╭──
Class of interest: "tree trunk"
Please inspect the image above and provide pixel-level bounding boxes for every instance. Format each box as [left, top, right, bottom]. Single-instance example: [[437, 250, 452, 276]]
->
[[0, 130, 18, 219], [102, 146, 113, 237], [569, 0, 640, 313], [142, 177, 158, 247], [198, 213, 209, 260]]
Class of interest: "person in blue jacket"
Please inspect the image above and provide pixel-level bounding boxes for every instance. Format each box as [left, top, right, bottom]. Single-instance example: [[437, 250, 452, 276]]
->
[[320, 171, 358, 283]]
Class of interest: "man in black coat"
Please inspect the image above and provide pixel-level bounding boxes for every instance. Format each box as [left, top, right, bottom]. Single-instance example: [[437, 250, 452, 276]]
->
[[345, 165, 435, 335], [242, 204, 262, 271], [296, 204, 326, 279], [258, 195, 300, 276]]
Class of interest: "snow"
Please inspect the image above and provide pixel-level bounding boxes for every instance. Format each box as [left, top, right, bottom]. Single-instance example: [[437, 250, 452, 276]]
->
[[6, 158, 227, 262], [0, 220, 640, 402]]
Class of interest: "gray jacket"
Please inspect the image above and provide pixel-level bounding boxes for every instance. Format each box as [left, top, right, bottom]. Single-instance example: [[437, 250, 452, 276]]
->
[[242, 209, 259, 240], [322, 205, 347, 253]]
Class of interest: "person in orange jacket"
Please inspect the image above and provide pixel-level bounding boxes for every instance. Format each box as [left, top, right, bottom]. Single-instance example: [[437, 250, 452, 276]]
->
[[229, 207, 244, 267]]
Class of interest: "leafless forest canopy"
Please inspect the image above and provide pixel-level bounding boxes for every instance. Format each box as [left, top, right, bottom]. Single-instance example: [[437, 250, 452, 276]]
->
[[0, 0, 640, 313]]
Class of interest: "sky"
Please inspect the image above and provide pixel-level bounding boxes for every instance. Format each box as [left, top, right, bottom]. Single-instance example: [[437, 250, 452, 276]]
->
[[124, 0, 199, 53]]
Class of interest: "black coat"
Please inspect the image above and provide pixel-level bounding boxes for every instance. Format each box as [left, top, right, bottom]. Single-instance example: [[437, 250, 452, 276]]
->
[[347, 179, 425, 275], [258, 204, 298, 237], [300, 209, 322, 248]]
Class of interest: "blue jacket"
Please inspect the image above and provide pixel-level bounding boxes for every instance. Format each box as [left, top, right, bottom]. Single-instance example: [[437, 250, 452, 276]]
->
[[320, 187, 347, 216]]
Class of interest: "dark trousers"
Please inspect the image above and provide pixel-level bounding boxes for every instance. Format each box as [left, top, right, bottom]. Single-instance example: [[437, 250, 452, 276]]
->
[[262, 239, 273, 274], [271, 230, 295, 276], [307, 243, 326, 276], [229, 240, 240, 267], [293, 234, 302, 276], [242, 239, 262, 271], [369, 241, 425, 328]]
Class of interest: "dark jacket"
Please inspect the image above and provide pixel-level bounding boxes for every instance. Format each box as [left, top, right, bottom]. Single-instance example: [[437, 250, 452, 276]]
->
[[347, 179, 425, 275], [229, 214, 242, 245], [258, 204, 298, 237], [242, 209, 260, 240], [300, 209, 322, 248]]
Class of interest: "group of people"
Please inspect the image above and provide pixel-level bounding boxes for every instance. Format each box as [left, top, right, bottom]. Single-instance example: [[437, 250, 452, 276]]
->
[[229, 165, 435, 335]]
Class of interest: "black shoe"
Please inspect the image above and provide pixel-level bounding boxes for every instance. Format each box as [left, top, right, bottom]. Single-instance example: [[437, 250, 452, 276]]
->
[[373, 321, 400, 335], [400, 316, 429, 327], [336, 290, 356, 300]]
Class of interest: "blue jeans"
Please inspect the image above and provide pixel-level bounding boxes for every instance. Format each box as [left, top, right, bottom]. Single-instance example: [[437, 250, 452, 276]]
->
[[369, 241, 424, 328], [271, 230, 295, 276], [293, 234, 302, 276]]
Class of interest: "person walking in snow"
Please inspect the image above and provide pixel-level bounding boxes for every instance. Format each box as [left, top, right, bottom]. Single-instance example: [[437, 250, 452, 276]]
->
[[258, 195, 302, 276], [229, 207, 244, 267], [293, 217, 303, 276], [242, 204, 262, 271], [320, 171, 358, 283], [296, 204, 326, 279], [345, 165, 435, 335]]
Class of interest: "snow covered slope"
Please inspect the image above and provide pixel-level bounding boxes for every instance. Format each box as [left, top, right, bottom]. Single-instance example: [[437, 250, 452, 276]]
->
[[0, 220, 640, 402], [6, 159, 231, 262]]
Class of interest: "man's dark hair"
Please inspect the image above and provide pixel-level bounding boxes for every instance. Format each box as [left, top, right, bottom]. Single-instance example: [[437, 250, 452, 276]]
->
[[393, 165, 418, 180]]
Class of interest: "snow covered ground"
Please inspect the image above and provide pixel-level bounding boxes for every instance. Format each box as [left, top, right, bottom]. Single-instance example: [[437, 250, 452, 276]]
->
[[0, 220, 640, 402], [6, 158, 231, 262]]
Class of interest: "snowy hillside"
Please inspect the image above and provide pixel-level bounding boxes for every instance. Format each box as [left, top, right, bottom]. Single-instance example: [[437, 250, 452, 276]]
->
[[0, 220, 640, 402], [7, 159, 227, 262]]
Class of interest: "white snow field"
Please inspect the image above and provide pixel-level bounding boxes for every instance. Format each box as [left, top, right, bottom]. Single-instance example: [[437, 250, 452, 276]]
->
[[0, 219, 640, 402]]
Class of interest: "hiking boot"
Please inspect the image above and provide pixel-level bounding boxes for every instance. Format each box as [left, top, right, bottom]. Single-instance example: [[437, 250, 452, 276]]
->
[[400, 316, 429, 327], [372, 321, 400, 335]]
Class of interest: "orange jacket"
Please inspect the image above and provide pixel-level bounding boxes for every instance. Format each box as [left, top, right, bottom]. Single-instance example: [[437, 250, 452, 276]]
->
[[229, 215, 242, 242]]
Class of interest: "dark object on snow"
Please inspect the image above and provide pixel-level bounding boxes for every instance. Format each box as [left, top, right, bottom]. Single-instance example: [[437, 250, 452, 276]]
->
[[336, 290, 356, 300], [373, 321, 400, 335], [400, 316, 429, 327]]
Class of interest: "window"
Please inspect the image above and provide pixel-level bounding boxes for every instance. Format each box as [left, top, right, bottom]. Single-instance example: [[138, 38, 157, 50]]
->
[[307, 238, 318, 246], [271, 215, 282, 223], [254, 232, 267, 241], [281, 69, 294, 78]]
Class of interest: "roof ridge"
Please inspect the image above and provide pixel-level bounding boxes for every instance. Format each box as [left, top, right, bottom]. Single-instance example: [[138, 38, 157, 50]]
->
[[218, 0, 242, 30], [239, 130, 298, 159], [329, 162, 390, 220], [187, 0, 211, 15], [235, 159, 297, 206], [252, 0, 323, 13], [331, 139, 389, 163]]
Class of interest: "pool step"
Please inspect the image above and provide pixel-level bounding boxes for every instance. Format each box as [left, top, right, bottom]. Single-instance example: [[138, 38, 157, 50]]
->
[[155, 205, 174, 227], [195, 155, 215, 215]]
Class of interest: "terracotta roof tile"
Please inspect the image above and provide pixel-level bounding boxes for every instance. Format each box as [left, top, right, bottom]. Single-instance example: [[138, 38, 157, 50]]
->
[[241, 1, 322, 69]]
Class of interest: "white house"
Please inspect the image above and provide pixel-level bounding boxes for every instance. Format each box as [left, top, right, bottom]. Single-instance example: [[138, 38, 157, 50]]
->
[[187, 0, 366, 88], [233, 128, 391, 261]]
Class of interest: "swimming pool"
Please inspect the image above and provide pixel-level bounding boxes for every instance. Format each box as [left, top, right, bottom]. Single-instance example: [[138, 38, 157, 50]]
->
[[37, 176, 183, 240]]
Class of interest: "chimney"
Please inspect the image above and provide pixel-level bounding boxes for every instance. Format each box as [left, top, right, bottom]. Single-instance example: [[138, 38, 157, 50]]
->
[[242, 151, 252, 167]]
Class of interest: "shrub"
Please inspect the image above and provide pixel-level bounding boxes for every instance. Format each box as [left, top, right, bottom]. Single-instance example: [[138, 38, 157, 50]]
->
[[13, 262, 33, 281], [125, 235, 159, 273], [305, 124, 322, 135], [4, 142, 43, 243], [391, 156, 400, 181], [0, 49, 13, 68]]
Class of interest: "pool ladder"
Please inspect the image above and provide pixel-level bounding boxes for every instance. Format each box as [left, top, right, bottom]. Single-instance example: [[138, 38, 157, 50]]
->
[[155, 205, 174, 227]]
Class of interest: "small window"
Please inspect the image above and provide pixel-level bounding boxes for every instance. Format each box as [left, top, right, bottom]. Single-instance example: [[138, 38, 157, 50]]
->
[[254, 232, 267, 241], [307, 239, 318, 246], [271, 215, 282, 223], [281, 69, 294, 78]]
╰──
• [Given problem] Write out the items above, starting from the first line and continuing up to and including the line that contains "[[320, 171, 358, 283]]", keeping every character the same.

• [Problem solution]
Class of interest: "tree trunk"
Please inspect the image above and provide pixel-level bounding boxes for every instance. Format each box as [left, top, right, bottom]. Single-instance example: [[437, 250, 452, 276]]
->
[[0, 130, 18, 219], [102, 146, 113, 237], [569, 0, 640, 313], [142, 177, 158, 247], [198, 213, 209, 260]]
Class of interest: "person in blue jacket"
Please inspect the image above and provide pixel-level bounding boxes for every instance. Format each box as [left, top, right, bottom]. Single-instance example: [[437, 250, 452, 276]]
->
[[320, 171, 358, 283]]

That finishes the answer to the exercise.